**Instruction:** Return every line of the rows below that contains the string "awning", treating case as significant.

**Listed records:**
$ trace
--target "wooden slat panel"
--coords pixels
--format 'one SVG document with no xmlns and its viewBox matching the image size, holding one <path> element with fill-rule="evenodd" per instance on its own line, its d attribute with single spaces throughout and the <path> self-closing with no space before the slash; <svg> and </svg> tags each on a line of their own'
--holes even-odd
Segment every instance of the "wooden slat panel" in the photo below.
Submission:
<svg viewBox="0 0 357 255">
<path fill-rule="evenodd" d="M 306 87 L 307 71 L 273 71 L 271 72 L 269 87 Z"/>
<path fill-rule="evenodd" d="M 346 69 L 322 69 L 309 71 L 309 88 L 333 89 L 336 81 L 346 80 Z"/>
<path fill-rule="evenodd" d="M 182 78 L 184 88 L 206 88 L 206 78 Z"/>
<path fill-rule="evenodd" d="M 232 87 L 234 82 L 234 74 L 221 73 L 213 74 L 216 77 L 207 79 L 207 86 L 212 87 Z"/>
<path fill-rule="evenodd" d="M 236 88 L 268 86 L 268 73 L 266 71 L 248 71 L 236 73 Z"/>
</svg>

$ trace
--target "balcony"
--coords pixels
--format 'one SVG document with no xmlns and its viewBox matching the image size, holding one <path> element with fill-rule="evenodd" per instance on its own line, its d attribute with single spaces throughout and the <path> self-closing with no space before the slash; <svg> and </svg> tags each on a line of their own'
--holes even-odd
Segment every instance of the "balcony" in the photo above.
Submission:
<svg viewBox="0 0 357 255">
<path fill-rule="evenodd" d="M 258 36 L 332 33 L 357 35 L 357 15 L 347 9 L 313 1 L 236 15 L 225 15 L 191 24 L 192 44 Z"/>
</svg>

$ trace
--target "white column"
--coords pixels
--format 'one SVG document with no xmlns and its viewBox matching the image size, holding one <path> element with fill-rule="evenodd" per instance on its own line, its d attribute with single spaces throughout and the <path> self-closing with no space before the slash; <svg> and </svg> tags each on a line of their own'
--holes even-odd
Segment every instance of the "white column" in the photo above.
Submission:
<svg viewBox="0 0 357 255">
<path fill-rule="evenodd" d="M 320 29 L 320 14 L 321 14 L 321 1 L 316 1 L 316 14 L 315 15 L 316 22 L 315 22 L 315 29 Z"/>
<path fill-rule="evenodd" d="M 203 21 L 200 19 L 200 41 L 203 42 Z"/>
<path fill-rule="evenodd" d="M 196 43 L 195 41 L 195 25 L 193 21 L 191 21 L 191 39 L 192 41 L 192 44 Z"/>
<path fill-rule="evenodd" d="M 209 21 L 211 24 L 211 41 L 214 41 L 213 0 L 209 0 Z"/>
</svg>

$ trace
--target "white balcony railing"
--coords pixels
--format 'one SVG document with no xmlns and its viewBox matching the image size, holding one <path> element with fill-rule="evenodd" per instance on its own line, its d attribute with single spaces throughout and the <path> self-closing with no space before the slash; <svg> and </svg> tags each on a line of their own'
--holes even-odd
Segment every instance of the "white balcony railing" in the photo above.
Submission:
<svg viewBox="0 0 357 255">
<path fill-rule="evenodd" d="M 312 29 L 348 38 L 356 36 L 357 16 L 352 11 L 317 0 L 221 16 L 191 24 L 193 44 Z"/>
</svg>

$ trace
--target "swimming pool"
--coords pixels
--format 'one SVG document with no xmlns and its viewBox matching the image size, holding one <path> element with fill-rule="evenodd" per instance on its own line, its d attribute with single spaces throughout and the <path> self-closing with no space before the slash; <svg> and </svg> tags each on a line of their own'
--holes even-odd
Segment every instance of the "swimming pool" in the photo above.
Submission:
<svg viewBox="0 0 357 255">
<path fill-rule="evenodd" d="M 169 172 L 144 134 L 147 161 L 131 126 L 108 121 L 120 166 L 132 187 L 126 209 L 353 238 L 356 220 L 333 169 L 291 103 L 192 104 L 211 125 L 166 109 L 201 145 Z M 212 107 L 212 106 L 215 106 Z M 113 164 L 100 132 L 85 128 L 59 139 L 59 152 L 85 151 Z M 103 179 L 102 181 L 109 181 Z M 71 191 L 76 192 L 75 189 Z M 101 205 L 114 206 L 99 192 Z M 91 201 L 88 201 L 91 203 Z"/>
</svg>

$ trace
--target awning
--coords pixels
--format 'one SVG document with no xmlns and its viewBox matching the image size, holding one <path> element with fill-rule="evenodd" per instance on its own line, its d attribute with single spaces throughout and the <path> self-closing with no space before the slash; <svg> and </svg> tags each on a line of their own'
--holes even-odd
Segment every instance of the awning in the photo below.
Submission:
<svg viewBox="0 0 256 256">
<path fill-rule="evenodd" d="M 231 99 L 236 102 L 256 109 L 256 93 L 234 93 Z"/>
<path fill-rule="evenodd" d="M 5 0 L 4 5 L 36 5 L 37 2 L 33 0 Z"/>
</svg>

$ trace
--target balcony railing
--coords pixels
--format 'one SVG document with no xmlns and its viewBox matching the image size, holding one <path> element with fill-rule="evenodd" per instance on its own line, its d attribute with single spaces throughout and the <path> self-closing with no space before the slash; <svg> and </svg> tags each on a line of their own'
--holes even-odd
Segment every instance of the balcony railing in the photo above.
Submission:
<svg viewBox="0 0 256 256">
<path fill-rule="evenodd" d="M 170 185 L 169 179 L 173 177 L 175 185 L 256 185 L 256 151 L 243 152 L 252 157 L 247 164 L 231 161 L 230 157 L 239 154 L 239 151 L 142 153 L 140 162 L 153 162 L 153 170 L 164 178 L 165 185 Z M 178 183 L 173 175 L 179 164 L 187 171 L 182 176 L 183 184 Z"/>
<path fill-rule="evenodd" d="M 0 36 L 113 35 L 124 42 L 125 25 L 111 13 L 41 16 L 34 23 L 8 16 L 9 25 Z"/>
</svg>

**Output of the task:**
--target awning
Segment every instance of the awning in the photo below.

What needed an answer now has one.